For more information on SNAP and other federal food programs, explore the Hunger in the U.S. topic.
Federal policy is only the tip of the iceberg. Many federal policies are administered by the states and, as such, result in highly divergent outcomes. This makes a focus on the state level all the more important. Two major policies jointly managed by federal and state resources provide assistance to those with very low income:
- Medicaid, the public health insurance program for low-income individuals, covers about 66 million Americans per year, cost $415 billion in fiscal year 2012, and is the largest source of federal grant support to the states. States are given wide latitude to craft and administer the program within federal requirements, and as a result, each state differs in eligibility requirements, services covered, quality of services and available resources. The 2010 Affordable Care Act expanded Medicaid eligibility, but states are not required to opt-in to the expansion, and many have refused it.
- The federal government provides the Temporary Assistance for Needy Families (TANF) block grant to states, territories, and tribes to provide financial assistance to very low-income families with children during critical times of need. States have the freedom to use these funds to operate their own programs, including wage supplements, child care, education, job training, transportation, food assistance and other services needed to support very poor families. According to the Center on Budget and Policy Priorities, the TANF grant was set at $16.5 billion each year in 1996 and has not changed since, resulting in a 30 percent fall in real value due to inflation. States are also required to spend their own dollars for TANF; they must spend at least 75 percent of what they had spent under the policy TANF replaced in 1996. According to a CLASP policy report, TANF has been running since 2010 under a series of short-term extensions and is long overdue for reauthorization. CLASP advocates for increase funding for the program and a renewed focus on alleviating poverty and “preventing material hardship” for those who are especially vulnerable.

* What is required
Please answer from the passage on federal and state assistance programs: how many Americans does Medicaid cover each year?

* Data under study
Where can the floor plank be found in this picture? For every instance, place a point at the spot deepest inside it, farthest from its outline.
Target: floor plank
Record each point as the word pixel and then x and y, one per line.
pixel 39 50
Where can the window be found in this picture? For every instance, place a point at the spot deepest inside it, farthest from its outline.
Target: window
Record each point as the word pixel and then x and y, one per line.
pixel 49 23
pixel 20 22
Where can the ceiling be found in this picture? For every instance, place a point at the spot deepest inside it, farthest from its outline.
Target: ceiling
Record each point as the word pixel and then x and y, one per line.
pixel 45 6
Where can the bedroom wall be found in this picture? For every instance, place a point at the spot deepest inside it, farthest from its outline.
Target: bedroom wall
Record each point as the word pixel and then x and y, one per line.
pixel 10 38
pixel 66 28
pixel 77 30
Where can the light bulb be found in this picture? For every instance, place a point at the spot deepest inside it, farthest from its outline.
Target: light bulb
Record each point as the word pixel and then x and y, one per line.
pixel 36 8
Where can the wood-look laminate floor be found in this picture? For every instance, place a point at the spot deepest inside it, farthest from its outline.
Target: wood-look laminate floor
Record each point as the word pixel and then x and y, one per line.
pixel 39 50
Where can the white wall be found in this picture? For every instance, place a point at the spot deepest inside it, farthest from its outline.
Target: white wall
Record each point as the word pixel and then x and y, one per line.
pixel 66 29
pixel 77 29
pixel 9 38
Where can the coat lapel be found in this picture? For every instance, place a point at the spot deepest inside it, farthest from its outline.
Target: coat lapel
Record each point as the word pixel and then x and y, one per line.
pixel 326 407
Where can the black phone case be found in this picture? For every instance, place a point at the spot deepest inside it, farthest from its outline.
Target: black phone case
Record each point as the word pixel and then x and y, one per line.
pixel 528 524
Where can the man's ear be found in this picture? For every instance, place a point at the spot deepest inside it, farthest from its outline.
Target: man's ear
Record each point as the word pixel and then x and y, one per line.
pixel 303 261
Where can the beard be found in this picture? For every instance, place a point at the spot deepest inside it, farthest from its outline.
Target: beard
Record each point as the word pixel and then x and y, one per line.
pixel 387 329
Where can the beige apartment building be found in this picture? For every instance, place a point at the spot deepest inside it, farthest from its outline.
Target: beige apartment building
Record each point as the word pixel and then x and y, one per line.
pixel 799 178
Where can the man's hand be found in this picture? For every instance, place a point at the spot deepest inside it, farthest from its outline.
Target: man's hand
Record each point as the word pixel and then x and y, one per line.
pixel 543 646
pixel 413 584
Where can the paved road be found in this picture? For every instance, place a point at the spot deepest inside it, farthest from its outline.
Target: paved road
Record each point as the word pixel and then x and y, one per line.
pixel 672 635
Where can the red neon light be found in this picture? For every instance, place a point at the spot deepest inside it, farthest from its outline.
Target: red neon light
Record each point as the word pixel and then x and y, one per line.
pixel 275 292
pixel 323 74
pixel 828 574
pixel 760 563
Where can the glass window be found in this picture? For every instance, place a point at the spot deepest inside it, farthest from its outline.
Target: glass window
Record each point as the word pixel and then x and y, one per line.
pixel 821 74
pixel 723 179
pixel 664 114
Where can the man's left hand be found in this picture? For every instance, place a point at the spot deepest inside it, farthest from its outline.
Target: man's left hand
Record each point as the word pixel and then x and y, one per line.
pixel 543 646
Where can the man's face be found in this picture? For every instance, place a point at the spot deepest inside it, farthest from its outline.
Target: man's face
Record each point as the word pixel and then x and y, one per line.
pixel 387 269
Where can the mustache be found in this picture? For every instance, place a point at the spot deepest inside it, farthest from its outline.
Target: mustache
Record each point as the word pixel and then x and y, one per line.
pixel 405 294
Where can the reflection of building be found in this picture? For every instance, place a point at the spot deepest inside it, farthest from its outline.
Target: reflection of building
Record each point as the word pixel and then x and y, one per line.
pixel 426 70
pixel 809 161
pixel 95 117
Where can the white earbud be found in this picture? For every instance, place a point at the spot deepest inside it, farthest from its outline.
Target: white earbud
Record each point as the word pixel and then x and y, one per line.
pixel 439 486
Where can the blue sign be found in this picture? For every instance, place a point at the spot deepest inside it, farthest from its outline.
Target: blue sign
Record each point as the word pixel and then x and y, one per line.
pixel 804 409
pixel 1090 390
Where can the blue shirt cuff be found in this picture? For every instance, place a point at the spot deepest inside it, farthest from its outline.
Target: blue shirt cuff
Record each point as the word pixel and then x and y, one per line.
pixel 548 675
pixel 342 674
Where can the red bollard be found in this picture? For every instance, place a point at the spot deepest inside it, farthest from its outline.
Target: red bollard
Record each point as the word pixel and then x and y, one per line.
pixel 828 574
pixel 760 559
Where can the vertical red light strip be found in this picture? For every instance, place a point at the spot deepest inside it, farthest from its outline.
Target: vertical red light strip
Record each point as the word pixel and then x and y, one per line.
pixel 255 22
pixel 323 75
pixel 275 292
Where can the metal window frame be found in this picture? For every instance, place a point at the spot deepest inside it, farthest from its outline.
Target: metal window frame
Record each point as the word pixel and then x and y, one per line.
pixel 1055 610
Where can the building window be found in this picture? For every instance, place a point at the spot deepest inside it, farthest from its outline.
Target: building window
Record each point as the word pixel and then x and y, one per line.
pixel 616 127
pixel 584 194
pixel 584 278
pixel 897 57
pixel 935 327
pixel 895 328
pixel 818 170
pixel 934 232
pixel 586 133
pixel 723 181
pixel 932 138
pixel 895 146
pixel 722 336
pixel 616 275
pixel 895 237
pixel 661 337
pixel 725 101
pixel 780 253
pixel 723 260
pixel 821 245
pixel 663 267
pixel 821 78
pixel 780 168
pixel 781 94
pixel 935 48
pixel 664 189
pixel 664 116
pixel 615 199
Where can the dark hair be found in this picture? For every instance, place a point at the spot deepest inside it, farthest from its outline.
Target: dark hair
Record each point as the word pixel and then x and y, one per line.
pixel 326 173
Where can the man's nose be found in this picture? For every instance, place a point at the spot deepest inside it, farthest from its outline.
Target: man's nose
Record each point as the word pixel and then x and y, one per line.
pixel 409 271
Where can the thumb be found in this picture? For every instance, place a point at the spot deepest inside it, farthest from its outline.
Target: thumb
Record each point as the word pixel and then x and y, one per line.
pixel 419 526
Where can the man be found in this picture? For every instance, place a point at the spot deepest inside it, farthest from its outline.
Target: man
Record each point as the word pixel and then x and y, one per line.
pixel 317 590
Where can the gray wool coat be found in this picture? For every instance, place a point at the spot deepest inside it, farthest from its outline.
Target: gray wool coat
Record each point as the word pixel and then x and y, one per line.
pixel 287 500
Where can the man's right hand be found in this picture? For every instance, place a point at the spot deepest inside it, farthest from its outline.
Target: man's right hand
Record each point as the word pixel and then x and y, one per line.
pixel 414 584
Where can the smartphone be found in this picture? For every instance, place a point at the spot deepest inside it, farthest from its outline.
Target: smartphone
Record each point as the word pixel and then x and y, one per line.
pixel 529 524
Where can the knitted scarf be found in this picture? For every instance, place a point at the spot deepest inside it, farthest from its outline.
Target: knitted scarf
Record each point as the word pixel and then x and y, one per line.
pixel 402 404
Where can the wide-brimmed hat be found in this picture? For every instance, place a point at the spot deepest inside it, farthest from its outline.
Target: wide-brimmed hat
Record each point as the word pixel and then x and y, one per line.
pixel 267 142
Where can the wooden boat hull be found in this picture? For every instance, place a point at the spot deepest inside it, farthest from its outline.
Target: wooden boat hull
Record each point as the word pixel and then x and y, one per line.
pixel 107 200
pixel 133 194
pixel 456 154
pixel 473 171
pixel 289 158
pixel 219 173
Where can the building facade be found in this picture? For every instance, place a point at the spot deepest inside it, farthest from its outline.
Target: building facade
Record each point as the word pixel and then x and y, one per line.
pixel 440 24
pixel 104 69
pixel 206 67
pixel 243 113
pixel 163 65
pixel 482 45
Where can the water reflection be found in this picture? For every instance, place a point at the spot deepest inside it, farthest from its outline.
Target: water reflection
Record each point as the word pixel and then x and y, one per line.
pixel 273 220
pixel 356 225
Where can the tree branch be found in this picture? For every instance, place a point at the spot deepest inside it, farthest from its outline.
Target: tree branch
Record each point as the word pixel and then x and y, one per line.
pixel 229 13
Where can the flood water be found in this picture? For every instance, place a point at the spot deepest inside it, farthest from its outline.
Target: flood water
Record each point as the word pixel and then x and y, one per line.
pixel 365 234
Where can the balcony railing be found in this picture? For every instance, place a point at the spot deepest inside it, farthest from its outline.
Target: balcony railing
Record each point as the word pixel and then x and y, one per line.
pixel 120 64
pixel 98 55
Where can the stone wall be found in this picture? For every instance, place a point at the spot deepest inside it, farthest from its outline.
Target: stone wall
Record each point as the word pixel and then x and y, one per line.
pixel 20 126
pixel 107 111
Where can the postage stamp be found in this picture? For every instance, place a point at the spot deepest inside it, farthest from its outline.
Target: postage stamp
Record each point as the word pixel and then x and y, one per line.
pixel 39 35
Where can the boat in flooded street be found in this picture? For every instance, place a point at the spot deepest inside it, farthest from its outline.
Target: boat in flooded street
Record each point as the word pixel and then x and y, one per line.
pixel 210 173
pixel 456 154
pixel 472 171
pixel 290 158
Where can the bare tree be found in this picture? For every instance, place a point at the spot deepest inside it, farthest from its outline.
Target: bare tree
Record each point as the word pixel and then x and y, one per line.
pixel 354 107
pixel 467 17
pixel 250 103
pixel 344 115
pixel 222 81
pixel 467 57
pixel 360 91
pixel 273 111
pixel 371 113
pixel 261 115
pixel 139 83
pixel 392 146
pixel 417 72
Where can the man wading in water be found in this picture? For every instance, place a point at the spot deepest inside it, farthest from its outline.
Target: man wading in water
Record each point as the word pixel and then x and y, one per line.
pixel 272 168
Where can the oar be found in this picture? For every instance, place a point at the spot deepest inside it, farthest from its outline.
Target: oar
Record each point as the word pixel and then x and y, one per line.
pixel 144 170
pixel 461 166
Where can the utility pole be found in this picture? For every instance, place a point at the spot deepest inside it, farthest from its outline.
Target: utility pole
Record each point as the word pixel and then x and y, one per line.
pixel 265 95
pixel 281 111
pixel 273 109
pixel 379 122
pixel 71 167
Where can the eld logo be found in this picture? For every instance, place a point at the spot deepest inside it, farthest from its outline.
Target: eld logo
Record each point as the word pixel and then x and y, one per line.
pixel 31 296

* Result of this task
About 66 million Americans.